_Required tasks_
1 > Answer these questions using the passage on SAM and prostate tissue expression:
(a) What is the value SAM first calculates for each probe set called?
(b) According to the passage, what two effects does a greater "delta" have?
(c) What range of ages did the patients span?
2 > Set down word for word the stretch of the passage on SAM and prostate tissue expression from "Expression analysis of" through "expressed gene lists.".

Briefly, SAM calculates a value for each probe set on the array. This value represents the observed difference in mean expression levels between the specimen classes being compared (i.e. tumor and donor) divided by the variance in the data and a fudge factor (see the original paper for details [21]. The resulting value is called the "observed d value". To determine the significance of this value, SAM estimates the "expected" d value if there were no difference between the specimen classes. This is done by permutating (randomly changing) the class labels without changing the data and recalculating the SAM value for each probe set. After thousands of permutations, the result estimates the value that would be obtained if the difference in gene expression were due to chance alone. This is the "expected d value".

The significance of the observed differential gene expression can be estimated by comparing the observed and expected d values. A user defined threshold or "delta" (observed d value – expected d value) can be adjusted to select only those genes observed d value exceeds (for up regulated genes) or is lower (for down regulated genes) than delta. The greater the "delta", the greater the stringency of the result and lower the false discovery rate. For each delta value, the SAM output consists of a gene (probe set) list and an associated false discovery rate. The false discovery rate is estimated from the distribution of expected and observed d values. Probe sets are ordered on the basis of observed d value metric, probe sets with high (or low) values represent genes with relatively high differential expression. The "SAM Plots" are also very useful in visualizing differences in overall differential gene expression between specimen classes.


Expression analysis of tumor, adjacent normal and donor tissue

The prostate tumors analyzed in this study consisted of Gleason grades 5, 6, 7, 8, 9 and patients spanned the ages of 40 through 79. The goal of our research was to examine the differential gene expression patterns observed when comparing our three specimen classes: tumor versus adjacent normal, tumor versus donor and adjacent normal versus donor. The comparison was made at three points in the analytical process: 1) after normalization to remove variation in overall chip intensity 2) after statistical analysis of the data and, 3) after examining the differentially expressed gene lists.

(Extracted records)

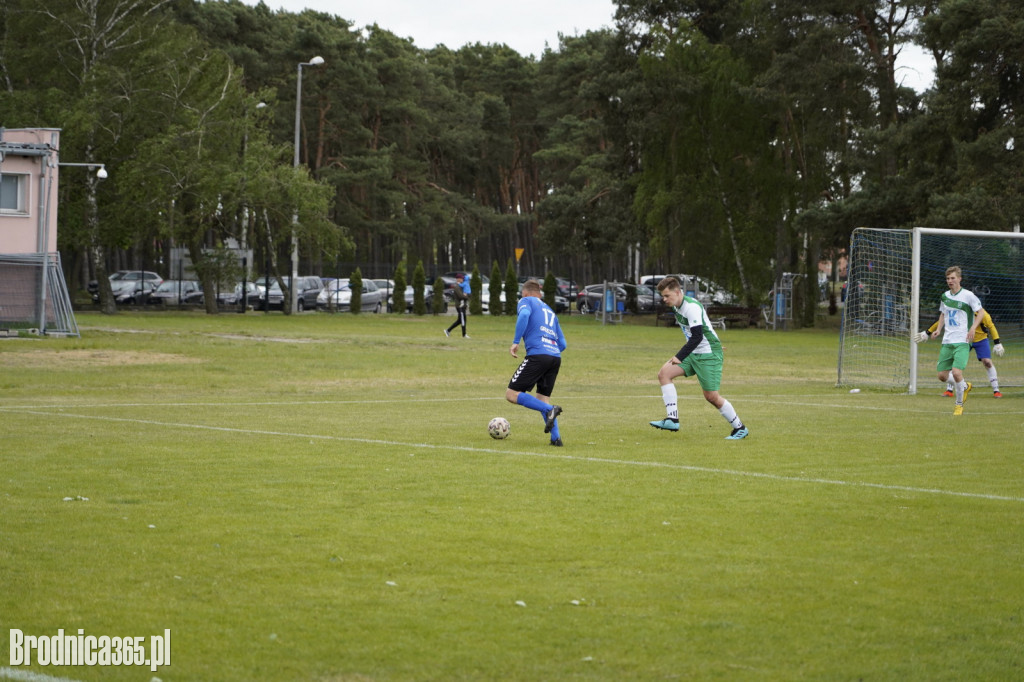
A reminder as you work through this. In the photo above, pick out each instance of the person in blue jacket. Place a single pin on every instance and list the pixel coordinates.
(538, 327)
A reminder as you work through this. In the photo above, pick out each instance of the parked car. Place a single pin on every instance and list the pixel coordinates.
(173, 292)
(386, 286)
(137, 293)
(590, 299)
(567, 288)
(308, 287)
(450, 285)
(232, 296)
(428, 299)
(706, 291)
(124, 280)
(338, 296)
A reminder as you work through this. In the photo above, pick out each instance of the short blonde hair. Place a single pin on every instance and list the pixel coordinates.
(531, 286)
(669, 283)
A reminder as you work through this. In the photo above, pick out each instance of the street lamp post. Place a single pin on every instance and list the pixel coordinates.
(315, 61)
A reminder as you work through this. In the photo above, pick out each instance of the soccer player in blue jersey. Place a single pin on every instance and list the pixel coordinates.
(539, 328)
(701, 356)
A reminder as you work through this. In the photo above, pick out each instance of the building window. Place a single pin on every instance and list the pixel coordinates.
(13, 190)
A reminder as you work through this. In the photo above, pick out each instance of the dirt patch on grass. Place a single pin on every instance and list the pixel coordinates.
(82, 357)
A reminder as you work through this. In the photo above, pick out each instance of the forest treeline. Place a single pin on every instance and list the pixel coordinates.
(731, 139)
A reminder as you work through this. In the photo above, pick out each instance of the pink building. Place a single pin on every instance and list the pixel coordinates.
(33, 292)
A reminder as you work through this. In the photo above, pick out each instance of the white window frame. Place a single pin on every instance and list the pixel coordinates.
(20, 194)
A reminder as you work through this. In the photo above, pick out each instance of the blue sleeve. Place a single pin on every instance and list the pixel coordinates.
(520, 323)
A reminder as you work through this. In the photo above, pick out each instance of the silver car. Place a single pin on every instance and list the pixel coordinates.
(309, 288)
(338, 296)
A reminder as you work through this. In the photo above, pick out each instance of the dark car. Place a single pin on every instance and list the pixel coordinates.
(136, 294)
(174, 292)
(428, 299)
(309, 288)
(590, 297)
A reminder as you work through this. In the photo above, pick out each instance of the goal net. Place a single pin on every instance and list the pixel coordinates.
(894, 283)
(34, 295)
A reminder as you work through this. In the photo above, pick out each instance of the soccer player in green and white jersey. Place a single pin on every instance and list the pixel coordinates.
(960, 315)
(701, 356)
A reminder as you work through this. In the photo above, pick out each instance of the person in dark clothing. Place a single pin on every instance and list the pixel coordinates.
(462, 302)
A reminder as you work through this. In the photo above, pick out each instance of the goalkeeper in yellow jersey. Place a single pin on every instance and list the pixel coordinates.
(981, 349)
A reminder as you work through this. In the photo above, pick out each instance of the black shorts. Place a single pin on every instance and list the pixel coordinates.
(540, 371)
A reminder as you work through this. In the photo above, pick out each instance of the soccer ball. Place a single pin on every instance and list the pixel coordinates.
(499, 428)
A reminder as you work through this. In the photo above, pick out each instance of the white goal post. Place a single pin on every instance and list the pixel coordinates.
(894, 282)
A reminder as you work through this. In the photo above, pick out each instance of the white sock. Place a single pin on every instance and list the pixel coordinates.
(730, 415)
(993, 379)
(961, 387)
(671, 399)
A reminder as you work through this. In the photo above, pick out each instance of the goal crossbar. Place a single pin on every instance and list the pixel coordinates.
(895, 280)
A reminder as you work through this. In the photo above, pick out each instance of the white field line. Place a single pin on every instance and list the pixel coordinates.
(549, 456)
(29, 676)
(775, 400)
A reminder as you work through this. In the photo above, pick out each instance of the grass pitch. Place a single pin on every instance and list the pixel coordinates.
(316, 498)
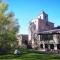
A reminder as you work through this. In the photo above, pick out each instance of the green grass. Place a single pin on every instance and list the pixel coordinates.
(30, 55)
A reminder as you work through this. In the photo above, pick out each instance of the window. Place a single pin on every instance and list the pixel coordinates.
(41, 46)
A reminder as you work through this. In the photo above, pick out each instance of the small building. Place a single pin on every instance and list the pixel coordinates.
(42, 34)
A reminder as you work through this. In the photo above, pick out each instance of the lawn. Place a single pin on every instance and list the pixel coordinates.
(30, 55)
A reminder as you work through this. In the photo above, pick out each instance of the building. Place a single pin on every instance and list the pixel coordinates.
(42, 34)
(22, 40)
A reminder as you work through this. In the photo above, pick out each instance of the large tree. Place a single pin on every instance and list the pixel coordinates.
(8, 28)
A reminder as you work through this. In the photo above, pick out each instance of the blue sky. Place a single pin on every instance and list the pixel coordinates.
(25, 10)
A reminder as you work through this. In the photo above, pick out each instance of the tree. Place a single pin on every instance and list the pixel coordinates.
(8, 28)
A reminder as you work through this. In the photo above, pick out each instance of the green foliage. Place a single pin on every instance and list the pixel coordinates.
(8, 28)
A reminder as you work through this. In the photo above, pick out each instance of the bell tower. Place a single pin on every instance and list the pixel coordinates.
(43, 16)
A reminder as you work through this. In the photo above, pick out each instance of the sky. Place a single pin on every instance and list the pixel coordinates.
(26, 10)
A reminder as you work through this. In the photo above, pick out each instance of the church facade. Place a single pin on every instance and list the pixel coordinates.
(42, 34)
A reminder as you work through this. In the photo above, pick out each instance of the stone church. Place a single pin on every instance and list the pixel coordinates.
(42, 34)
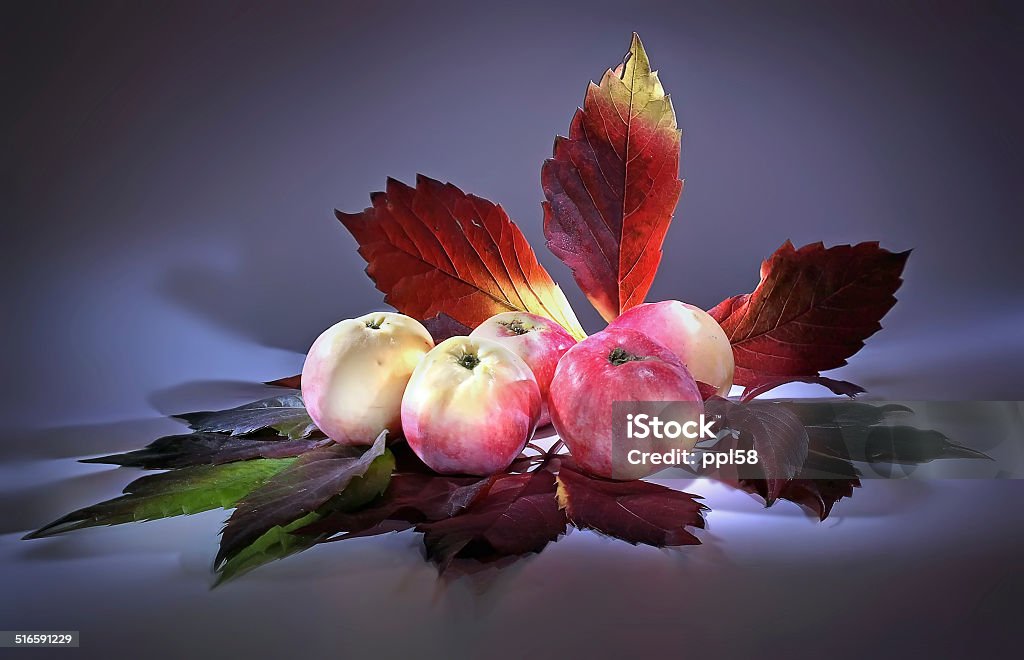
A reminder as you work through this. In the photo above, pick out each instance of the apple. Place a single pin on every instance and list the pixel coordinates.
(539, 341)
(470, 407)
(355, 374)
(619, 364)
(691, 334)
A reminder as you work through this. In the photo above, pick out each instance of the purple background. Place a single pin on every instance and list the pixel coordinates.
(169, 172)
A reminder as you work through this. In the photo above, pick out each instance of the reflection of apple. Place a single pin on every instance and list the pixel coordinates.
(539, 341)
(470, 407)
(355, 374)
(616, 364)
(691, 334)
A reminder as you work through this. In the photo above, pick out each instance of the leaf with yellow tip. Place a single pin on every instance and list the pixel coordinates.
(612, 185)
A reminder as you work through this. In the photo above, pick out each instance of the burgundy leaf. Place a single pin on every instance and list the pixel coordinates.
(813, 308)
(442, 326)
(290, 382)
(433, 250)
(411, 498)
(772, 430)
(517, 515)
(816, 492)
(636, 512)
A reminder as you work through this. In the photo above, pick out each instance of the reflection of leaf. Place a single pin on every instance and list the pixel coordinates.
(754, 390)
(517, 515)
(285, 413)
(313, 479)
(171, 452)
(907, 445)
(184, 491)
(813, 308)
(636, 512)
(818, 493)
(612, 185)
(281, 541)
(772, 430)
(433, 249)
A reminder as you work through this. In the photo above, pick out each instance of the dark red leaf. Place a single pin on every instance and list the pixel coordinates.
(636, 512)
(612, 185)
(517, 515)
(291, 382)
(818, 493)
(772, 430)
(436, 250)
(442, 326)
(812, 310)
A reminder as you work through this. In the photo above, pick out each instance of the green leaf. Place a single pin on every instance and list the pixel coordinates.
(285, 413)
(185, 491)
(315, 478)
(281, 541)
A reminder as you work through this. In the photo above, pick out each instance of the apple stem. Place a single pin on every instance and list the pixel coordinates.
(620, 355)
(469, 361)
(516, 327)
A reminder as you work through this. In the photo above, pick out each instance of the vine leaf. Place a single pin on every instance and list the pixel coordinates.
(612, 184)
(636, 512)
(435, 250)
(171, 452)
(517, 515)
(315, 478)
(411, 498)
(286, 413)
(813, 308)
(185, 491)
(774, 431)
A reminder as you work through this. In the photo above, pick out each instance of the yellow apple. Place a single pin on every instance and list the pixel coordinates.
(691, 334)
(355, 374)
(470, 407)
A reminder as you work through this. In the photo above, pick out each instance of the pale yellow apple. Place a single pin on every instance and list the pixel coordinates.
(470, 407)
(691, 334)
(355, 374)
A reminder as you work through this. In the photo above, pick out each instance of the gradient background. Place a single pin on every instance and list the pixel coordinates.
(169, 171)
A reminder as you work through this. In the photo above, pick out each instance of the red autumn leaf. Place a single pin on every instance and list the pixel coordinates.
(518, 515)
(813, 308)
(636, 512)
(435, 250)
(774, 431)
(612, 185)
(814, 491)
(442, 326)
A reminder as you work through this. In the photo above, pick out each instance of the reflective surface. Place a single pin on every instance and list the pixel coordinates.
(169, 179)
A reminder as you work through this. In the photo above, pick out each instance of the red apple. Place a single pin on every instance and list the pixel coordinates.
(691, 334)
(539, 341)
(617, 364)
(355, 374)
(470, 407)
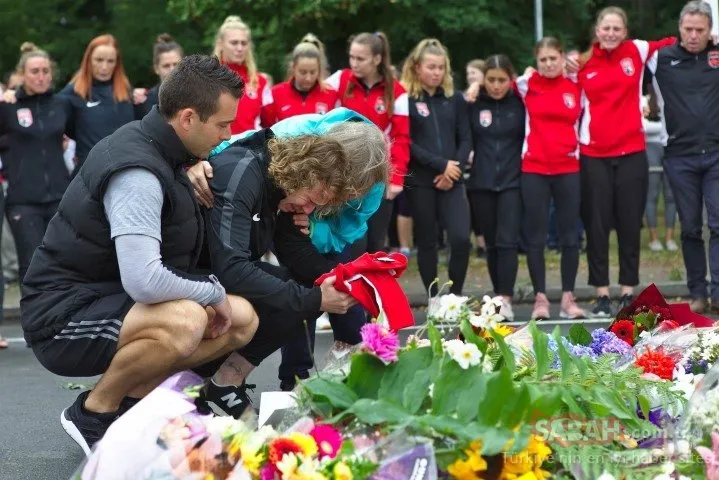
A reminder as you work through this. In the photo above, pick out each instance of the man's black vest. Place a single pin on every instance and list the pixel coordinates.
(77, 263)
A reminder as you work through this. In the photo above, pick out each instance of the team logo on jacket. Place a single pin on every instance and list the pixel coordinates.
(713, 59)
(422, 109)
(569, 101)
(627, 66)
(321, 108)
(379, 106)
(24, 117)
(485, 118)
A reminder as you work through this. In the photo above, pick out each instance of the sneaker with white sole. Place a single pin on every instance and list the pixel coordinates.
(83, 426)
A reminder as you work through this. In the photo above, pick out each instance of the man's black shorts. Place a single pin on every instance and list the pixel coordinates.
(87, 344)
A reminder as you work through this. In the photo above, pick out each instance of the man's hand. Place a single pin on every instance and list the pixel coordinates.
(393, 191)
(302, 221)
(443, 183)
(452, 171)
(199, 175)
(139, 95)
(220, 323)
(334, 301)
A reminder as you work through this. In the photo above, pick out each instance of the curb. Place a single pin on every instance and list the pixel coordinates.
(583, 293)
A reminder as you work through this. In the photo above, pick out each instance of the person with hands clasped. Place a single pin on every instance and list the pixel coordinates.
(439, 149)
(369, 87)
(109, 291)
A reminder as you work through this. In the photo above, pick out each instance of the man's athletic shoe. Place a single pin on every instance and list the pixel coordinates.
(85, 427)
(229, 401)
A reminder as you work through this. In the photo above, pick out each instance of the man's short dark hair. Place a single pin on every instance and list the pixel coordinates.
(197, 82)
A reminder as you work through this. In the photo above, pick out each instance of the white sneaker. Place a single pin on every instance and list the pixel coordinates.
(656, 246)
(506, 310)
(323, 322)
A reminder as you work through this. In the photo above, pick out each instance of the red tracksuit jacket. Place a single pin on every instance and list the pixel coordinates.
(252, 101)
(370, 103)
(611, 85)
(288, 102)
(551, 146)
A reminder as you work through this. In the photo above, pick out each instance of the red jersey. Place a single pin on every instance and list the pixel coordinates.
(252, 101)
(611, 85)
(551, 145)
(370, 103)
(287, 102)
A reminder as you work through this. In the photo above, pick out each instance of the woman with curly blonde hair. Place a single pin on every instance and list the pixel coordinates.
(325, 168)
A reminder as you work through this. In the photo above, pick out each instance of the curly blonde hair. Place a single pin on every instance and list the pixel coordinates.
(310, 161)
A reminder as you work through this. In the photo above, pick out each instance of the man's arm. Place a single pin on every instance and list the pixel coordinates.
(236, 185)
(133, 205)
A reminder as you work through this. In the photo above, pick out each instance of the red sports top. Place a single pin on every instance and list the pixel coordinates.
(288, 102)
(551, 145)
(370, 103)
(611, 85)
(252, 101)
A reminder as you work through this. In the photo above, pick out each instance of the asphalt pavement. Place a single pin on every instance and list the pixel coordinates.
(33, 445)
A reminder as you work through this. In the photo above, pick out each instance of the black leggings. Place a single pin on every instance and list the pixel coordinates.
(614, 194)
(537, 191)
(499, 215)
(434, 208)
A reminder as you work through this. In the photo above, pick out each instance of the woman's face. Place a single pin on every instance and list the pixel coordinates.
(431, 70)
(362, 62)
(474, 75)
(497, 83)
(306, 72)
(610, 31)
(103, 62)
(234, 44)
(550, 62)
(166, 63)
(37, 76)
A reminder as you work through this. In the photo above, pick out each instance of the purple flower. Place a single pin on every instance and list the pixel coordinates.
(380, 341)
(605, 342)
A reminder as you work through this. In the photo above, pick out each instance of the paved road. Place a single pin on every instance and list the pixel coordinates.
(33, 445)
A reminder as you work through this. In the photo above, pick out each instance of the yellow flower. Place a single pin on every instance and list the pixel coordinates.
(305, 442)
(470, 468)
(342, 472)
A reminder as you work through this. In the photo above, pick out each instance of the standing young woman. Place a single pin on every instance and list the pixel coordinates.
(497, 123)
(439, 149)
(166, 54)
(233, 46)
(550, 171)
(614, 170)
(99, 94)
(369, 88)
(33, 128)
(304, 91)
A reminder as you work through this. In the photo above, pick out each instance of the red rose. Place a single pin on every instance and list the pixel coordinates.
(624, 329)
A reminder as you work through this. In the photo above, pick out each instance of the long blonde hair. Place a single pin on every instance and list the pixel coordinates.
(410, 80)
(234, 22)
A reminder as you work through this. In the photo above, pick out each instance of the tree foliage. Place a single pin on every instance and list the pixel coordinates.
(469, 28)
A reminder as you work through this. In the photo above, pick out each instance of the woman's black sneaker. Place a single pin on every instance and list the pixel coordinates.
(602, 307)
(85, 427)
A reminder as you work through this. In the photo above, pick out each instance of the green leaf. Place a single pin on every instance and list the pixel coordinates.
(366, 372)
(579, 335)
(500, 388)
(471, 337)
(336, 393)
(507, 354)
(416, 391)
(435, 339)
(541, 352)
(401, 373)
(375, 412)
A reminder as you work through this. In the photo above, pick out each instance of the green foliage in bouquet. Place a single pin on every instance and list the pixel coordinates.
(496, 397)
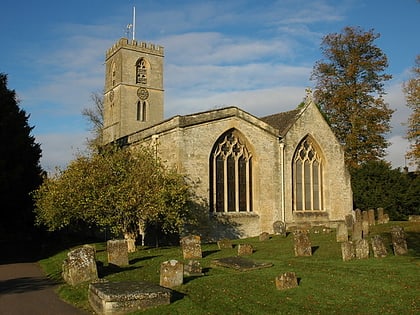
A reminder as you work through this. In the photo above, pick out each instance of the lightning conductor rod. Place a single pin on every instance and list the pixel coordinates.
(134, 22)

_Solutions to the problems_
1 >
(a) It is called the "observed d value."
(b) A greater delta gives greater stringency of the result and a lower false discovery rate.
(c) The patients spanned the ages of 40 through 79.

2 >
Expression analysis of tumor, adjacent normal and donor tissue

The prostate tumors analyzed in this study consisted of Gleason grades 5, 6, 7, 8, 9 and patients spanned the ages of 40 through 79. The goal of our research was to examine the differential gene expression patterns observed when comparing our three specimen classes: tumor versus adjacent normal, tumor versus donor and adjacent normal versus donor. The comparison was made at three points in the analytical process: 1) after normalization to remove variation in overall chip intensity 2) after statistical analysis of the data and, 3) after examining the differentially expressed gene lists.